WHAT THE TASK REQUIRES — Quote the stretch from "There is a cop" through "this time around." in the piece on Bunty Aur Babli, word for word.

PROVIDED PASSAGE —

There is a cop even here, except he does not have a Shahenshah-esque baritone, played instead by Pankaj Tripathi, who if the trailer is anything to go by, essays the role with his trademark gentle comedy, ditching the masculine braggado that became synonymous with Amitabh’s turn. Aki Narula’s avante-garde street fashion genes are nowhere to be found, which perhaps is a good sign for tailors across the country who will not be bombarded with innumerable requests to stitch yellow Bunty aur Babli suits — collared short kurtis an inch longer than a top accompanied with a pleated, colourful patialas — this time around.

Bunty Aur Babli As the sequel releases throwback to the roaring restless energy of the first part

The main challenge with trying to cash in on the nostalgia and cult reputation that Bunty Aur Babli amassed over 16 years later is walking the delicate line between theatrical comedy and a commentary about social inequities. Under the litany of set-pieces and gags, the film had a solid core — one that underlined their conning ways as a device of vigilante justice while foregrounding the dissatisfaction of small-town youth.

The charm of Bunty Aur Babli was that despite its complex themes, it wore a veneer of restless, reckless energy, which did not just make for an entertaining film but also a sharp piece of filmmaking.

DATA EXTRACTS —
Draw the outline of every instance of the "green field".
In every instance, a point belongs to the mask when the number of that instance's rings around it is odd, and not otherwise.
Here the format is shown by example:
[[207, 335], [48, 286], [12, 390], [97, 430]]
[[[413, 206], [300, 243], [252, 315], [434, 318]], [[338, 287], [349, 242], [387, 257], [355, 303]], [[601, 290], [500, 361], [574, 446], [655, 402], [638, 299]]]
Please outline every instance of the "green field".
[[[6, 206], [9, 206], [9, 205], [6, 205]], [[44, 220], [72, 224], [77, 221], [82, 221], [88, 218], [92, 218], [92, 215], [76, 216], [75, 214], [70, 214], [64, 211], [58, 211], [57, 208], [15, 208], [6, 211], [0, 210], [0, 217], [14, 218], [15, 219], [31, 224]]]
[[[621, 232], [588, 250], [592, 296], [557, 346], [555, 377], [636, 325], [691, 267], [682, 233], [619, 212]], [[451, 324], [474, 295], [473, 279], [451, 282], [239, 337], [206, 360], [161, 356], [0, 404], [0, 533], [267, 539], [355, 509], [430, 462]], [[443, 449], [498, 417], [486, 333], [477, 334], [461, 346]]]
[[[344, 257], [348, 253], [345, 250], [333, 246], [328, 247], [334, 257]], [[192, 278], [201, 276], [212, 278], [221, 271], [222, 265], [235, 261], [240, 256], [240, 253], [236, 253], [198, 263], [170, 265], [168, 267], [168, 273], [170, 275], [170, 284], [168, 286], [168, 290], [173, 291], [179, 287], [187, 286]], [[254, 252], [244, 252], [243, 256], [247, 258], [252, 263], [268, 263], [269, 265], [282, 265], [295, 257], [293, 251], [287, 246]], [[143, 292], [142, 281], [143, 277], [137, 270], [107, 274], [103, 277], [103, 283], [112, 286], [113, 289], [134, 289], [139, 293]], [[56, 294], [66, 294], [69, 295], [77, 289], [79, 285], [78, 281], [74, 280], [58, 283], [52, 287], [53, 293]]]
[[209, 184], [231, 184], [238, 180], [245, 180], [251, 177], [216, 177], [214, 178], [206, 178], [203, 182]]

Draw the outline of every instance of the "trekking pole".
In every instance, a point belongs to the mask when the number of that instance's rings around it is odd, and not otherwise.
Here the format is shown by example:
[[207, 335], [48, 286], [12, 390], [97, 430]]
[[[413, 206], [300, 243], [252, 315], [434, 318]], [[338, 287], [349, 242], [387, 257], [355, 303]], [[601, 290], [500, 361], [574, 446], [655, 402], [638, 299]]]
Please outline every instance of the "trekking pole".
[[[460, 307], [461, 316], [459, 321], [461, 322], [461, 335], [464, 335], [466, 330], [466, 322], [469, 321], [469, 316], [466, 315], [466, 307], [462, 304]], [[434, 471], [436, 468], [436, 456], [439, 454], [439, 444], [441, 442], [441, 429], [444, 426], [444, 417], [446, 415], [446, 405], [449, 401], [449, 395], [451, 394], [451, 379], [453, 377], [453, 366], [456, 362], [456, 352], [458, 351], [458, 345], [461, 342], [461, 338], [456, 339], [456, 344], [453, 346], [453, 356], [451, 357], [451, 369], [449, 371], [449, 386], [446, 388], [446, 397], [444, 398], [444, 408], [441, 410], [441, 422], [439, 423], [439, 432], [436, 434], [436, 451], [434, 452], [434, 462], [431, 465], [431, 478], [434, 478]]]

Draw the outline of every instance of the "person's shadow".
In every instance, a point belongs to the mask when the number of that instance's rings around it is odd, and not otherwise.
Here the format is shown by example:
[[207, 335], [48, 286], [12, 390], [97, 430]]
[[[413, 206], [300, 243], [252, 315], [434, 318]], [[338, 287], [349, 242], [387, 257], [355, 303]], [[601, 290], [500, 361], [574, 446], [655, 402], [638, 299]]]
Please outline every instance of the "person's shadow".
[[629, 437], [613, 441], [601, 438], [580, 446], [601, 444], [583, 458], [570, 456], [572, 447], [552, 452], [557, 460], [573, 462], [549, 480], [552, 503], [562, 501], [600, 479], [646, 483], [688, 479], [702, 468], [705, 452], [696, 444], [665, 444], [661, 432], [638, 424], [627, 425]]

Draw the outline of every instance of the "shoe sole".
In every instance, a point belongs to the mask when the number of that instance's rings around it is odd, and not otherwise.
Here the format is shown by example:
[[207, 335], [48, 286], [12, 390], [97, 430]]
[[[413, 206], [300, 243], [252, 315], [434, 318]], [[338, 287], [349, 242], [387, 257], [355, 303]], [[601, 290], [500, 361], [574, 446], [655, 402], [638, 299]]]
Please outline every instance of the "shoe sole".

EXERCISE RESULT —
There is a cop even here, except he does not have a Shahenshah-esque baritone, played instead by Pankaj Tripathi, who if the trailer is anything to go by, essays the role with his trademark gentle comedy, ditching the masculine braggado that became synonymous with Amitabh’s turn. Aki Narula’s avante-garde street fashion genes are nowhere to be found, which perhaps is a good sign for tailors across the country who will not be bombarded with innumerable requests to stitch yellow Bunty aur Babli suits — collared short kurtis an inch longer than a top accompanied with a pleated, colourful patialas — this time around.